### RECORDS TO PROCESS

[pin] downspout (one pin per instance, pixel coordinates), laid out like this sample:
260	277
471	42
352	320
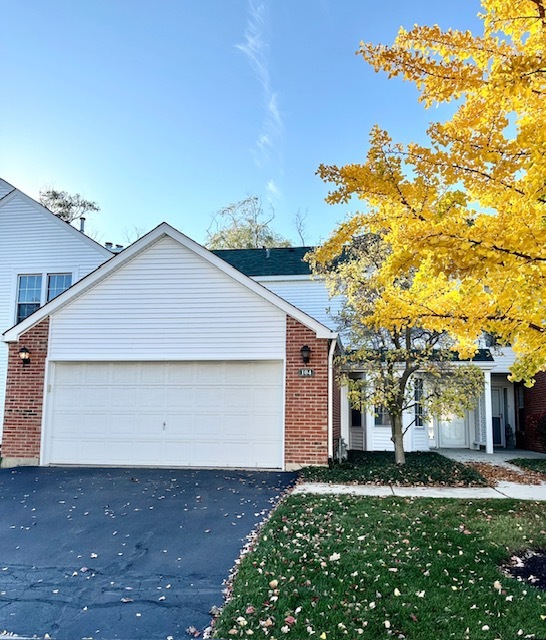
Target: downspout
331	399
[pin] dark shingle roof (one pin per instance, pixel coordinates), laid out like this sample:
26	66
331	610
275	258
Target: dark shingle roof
282	261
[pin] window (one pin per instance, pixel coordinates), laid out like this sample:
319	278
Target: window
382	418
418	404
31	294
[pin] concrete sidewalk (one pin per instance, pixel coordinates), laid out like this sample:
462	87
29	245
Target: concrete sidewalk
502	490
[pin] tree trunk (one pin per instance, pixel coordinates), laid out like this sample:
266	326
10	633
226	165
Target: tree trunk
398	439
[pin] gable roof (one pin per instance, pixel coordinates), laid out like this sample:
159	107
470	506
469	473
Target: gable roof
8	192
118	260
277	261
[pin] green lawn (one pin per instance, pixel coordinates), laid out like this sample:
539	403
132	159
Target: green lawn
530	464
417	569
374	467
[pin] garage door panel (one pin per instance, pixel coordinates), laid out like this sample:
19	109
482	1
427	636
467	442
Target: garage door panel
150	398
125	398
223	414
179	397
121	425
92	398
123	373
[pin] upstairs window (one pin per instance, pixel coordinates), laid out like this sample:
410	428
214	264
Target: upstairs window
382	417
29	295
34	290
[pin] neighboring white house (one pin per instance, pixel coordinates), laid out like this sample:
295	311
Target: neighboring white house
40	256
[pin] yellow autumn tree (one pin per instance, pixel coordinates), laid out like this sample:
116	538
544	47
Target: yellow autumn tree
465	214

######

THE EXERCISE
Repeat exactly the lines above, starting with the line that contains "[pin] garage door" and ending with the last line, both included, and nothing else.

WRITTEN ANSWER
[pin] garage door panel (one pin per instance, pixel coordinates), laid out like this sample:
19	109
482	1
427	636
467	442
Target: garage door panel
150	398
125	398
223	414
179	397
121	425
92	398
123	373
[pin] upstairs window (one pin per instance, pixel coordinates), laid out like this sample:
410	428
214	264
Target: upstairs window
382	417
29	295
34	290
[pin] neighboring white house (one pin per instance, pixel coordinates), laid out like this sample:
295	311
Target: neighboring white house
40	256
[pin] yellow autumn tree (one pin per instance, pixel coordinates), laid out like this sample:
116	538
544	47
Target: yellow autumn tree
465	214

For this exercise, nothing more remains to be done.